Write out exactly, with no other output, the lines below from the one that contains "Target: grey rock texture" through the end.

§ **DATA LINES**:
========

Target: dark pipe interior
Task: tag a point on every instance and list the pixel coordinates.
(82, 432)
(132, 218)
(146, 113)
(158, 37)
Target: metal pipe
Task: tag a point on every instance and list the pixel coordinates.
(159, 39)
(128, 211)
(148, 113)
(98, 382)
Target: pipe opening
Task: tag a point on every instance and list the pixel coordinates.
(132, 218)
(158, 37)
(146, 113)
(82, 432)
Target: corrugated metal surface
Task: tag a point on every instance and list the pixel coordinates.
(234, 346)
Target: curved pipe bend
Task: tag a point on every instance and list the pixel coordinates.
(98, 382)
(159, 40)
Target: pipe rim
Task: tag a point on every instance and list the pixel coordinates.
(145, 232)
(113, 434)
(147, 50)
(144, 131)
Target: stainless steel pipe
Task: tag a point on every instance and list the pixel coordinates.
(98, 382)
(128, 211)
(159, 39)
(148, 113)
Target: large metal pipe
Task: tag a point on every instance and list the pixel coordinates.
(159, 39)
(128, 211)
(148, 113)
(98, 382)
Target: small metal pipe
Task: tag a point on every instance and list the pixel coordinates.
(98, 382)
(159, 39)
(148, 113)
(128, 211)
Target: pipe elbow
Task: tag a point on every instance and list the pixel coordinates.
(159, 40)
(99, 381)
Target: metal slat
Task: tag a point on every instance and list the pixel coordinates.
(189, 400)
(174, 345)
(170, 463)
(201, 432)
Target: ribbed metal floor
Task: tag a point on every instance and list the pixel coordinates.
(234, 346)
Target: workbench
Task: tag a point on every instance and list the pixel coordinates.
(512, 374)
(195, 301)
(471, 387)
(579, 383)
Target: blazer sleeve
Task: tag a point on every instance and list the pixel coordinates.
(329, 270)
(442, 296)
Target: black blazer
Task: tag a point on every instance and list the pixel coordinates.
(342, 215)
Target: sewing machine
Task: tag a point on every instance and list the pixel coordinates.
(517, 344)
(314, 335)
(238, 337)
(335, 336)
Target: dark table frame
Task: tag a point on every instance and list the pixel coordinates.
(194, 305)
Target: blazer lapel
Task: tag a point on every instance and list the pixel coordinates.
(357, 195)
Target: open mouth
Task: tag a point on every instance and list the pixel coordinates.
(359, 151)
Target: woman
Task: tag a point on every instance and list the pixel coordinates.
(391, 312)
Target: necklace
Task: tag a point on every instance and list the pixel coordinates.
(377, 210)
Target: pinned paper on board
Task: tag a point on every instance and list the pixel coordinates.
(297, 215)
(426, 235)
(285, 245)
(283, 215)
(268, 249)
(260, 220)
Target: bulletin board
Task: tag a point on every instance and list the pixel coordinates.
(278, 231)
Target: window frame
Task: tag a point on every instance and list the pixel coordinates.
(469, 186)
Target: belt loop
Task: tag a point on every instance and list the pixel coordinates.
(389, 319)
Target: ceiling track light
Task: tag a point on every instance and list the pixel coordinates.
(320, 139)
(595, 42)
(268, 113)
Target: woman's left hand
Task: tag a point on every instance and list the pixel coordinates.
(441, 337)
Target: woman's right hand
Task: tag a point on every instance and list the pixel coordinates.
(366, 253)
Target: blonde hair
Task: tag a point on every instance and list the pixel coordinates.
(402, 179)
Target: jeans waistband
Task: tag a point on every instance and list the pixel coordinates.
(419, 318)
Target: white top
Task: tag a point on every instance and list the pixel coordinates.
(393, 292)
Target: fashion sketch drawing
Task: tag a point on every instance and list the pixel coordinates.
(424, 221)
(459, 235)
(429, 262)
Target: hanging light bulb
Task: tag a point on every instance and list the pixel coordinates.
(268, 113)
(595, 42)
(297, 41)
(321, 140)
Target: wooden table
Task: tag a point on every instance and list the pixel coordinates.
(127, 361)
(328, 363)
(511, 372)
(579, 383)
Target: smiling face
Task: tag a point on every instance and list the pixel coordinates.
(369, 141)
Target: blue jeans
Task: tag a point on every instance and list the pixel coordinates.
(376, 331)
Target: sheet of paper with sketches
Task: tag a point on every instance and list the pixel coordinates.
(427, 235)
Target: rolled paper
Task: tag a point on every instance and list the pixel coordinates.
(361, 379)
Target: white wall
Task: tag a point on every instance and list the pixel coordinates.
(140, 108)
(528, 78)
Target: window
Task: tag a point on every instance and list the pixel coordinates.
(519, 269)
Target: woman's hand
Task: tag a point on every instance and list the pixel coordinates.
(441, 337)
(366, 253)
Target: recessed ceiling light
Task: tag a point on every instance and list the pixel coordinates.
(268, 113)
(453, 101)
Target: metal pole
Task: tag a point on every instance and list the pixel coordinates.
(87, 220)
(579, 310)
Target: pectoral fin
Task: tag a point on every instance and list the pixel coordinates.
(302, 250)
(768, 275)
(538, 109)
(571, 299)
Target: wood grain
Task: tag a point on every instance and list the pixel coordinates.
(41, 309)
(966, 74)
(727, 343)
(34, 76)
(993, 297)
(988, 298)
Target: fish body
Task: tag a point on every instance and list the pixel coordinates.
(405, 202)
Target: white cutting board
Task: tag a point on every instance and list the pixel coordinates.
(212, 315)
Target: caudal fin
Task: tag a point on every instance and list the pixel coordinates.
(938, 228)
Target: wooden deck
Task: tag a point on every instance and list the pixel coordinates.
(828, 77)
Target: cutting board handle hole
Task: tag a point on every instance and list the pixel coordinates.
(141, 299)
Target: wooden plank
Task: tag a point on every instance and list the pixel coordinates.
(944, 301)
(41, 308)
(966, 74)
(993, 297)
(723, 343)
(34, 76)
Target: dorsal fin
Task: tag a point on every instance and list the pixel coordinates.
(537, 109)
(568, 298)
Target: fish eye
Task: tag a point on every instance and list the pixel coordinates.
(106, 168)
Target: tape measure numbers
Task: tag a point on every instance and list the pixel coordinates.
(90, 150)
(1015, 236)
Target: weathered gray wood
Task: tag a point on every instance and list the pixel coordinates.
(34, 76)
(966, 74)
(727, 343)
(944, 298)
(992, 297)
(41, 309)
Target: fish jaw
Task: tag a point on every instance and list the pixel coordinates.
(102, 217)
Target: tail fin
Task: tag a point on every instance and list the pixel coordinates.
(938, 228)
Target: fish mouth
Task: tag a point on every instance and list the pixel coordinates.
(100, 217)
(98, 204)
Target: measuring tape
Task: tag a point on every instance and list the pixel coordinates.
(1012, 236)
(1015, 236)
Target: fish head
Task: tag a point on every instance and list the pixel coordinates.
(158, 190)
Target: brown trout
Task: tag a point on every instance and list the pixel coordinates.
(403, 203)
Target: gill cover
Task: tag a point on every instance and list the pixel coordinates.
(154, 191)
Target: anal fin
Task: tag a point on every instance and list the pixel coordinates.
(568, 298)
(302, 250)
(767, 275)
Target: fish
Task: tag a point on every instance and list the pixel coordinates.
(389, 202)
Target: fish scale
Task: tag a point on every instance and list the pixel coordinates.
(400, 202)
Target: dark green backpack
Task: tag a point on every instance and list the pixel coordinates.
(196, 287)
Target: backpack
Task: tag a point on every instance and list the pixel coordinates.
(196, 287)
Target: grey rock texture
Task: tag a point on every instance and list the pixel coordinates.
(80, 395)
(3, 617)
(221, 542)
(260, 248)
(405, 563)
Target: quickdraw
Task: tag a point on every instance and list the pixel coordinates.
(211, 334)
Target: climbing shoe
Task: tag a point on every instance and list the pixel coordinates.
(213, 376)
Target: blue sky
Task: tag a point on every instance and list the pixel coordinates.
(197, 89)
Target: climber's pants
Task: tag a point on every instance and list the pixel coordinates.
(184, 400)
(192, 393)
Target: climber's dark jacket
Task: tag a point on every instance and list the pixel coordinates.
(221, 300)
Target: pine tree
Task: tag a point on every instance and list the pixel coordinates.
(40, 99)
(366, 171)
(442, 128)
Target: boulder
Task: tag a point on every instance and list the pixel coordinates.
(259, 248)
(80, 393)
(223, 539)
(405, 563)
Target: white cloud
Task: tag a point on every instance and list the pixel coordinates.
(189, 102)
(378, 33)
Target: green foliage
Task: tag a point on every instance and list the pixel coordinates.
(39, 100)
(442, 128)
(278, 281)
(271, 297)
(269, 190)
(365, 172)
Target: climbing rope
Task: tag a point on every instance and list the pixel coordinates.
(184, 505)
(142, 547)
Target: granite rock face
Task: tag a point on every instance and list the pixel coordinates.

========

§ **FULL SOLUTION**:
Target: grey rock texture
Task: tag a point on every instance and list the pixel coordinates.
(80, 395)
(3, 617)
(221, 542)
(260, 248)
(405, 563)
Target: quickdraw
Task: tag a point on every instance and list the pixel coordinates.
(211, 334)
Target: climbing shoe
Task: tag a point on every instance and list the pixel coordinates.
(213, 376)
Target: blue sky
Task: tag a point on every instance and list the pixel coordinates.
(197, 89)
Target: climber's pants
Task: tag a point on every instance and list the pixel coordinates.
(184, 400)
(192, 393)
Target: climber's dark jacket
Task: tag a point on every instance and list the pixel coordinates.
(221, 300)
Target: pine tree
Task: tag a point on every instance and list the pixel coordinates.
(40, 99)
(366, 171)
(442, 128)
Target: boulder
Task: tag a point on every instance and list the pixel coordinates.
(259, 248)
(80, 393)
(223, 539)
(405, 563)
Target: white cloud
Task: tag a point on every instance and list the pixel coordinates.
(189, 102)
(378, 33)
Target: green foliage
Task: tag a point on every instance and list the pixel coordinates.
(39, 100)
(442, 128)
(278, 281)
(271, 297)
(269, 190)
(365, 172)
Target: climbing rope
Task: tag a point on every instance and list the pixel coordinates.
(184, 505)
(142, 547)
Target: granite rock face
Task: tag a point on every instance and list the pixel coordinates.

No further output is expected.